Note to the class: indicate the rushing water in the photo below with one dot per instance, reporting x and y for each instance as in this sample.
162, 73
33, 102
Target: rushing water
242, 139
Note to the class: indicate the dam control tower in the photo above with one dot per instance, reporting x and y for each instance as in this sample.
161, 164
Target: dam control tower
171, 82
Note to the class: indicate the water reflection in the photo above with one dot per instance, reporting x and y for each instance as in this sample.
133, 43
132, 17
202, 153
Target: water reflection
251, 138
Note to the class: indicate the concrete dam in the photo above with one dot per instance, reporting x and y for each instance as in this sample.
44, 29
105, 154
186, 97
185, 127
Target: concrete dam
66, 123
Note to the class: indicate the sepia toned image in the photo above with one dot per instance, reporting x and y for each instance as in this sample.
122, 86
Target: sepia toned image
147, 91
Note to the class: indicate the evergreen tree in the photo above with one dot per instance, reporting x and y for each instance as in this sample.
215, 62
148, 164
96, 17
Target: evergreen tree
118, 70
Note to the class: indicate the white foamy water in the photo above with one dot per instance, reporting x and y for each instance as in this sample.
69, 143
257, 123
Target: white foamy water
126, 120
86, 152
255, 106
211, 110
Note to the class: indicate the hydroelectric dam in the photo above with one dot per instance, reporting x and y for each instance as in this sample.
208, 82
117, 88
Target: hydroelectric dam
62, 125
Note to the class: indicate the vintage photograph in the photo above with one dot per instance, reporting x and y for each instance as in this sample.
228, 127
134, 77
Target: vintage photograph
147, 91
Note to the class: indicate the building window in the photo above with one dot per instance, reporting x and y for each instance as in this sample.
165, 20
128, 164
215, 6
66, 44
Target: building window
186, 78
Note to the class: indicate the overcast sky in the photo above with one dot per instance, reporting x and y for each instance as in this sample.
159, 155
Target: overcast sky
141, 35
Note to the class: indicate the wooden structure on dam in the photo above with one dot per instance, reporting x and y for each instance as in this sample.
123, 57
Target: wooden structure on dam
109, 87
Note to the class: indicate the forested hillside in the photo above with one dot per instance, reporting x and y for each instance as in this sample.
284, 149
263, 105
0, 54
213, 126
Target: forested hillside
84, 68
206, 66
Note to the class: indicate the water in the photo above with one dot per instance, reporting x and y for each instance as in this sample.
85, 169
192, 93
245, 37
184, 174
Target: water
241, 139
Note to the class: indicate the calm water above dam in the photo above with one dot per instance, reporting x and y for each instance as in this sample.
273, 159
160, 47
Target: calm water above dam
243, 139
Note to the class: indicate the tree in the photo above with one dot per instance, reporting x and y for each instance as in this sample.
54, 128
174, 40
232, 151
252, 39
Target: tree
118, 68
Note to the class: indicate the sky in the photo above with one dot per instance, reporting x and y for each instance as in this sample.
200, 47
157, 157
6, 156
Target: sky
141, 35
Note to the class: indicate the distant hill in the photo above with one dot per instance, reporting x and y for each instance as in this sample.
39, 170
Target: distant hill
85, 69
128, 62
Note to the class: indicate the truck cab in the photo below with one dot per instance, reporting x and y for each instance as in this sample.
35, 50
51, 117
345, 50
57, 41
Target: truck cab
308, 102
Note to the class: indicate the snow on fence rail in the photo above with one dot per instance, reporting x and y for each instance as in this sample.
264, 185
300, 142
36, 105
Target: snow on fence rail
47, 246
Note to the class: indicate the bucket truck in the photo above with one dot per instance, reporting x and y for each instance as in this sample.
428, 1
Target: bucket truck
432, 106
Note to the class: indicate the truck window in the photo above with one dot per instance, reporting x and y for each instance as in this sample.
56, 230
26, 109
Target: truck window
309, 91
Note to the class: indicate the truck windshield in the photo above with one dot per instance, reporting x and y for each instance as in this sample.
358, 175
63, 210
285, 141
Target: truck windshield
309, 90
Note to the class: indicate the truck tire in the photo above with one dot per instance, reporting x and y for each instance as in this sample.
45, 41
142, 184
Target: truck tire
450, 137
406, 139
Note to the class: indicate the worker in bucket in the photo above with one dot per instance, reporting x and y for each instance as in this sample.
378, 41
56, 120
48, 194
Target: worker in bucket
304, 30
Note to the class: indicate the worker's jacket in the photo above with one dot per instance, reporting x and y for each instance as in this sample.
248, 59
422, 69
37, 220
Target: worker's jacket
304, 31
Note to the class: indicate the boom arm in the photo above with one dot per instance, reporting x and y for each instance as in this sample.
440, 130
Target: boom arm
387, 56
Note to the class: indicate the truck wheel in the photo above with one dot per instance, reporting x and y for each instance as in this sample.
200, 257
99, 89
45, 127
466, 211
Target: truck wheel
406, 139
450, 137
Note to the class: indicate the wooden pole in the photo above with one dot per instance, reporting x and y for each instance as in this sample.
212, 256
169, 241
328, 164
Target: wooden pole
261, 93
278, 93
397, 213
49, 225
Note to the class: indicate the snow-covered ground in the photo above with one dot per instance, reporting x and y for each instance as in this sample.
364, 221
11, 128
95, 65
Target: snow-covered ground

◇ ◇ ◇

* WHAT YOU ARE ASKED TO DO *
Return every line in the listing that contains the word "below".

* ANSWER TO THIS PROBLEM *
Note to the class: indicate the rushing water in the photo below with one dot per instance, reporting x and y for each instance as in this sample.
Note to the class: indicate the truck cab in the photo below with one dot per instance, reporting x and y for each instance as in this sample.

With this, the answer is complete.